In the rows from the line containing "The required result" through the line containing "positive clicks: (19, 226)", inclusive, replace "rough mask" with "coarse mask" and give back only those lines, otherwise unchanged.

*** Opening Dataset ***

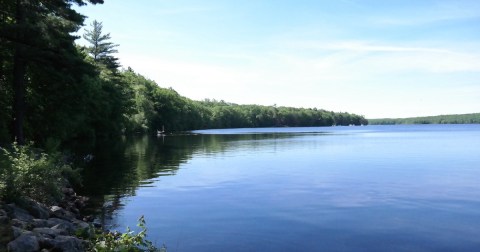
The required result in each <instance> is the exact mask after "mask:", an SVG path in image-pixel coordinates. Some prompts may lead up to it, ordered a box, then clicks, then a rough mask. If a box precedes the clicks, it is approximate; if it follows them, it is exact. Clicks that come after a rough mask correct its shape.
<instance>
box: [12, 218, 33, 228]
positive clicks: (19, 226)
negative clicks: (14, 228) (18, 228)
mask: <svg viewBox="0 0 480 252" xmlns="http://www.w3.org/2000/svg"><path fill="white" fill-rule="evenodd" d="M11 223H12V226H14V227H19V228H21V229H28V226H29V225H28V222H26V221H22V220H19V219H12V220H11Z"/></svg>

*** Closing Dataset ***
*** Opening Dataset ***

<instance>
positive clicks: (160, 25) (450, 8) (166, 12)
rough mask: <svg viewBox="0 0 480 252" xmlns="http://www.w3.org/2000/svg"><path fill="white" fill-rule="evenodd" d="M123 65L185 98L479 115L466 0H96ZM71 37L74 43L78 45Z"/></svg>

*** Closing Dataset ***

> Written response:
The required result in each <instance> is the exact mask after "mask:", an SVG path in image-pixel coordinates. Some prompts may lead up to it, ordered a box, then clicks, then a coarse mask. If a box precedes the clicks, it is approximate; if it follows them, it is exact. Clicks that come after a coarse mask correct its shape.
<instance>
box: [12, 218, 33, 228]
positive clicks: (19, 226)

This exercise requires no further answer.